* DOCUMENT *
——
We have had occasion to note the manner in which the Presbyterians and royalists obtained supplies of money during the period of the civil war. When that contest was decided, four sources remained from which aids of this nature were derived the customs, the excise, the monthly assessments, and the estates of political delinquents. The two former branches of revenue were farmed in 1657 at £1,100,000 a year, and with monthly assessments made an income of somewhat more than £2,000,000. The church lands and the estates of delinquents were rarely sold at more than ten years' purchase. About £200,000 a year are supposed to have been obtained from these sources. During Richard's protectorate, the expenditure was declared to be above £2,200,000, the revenue falling short more than £300,000 of that amount.

In 1652 the army of the commonwealth was not less than fifty thousand. Cromwell subsequently reduced the number nearly one-half, but was obliged, on occasions, to increase it again. The general pay of the foot soldiers was a shilling a day, the cavalry, as of a superior order, and liable to greater expense, received two shillings and sixpence. When the army consisted of forty thousand, which was the case in 1648, its pay was estimated at £80,000 a month. Beside the regular force in the pay of the government, there was the volunteer corps, in every county, under the name of militia. At the time of the battle of Worcester, the militia appears to have been nearly as numerous as the standing army, and both together are said to have numbered about eighty thousand men.
——
* TASK INSTRUCTIONS *
**a.** Update the passage on Commonwealth revenue and the army: reproduce it between "We have had" and "of that amount.", inclusive, with "delinquents" changed to "offenders".
**b.** Take the passage on Commonwealth revenue and the army further, continuing on from its final sentence.
——
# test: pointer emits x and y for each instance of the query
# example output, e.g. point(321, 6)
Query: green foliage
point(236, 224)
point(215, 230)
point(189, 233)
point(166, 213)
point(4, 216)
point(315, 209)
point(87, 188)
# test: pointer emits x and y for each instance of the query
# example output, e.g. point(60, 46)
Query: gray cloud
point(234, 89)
——
* PER-TASK ANSWERS *
**a.**
We have had occasion to note the manner in which the Presbyterians and royalists obtained supplies of money during the period of the civil war. When that contest was decided, four sources remained from which aids of this nature were derived the customs, the excise, the monthly assessments, and the estates of political offenders. The two former branches of revenue were farmed in 1657 at £1,100,000 a year, and with monthly assessments made an income of somewhat more than £2,000,000. The church lands and the estates of offenders were rarely sold at more than ten years' purchase. About £200,000 a year are supposed to have been obtained from these sources. During Richard's protectorate, the expenditure was declared to be above £2,200,000, the revenue falling short more than £300,000 of that amount.

**b.**
Commerce, which made considerable progress during the early part of the reign of Charles I, experienced some check from the civil war, but assumed an importance under the commonwealth unknown in our previous history. This arose, principally, from the war carried on by the English republic with the Dutch, and from the new navigation laws. Families of pretension and long-standing began to direct the attention of their sons to commerce, and such pursuits became more reputable from that time in England than in any of the old monarchical states in Europe. The chartered companies, having derived their exclusive privileges from an exercise of the prerogative, which had often called forth the complaints of parliament, found their power of monopoly thus assigned to them of small value at this juncture, and the free competition which sprung up proved a great benefit to the community at large.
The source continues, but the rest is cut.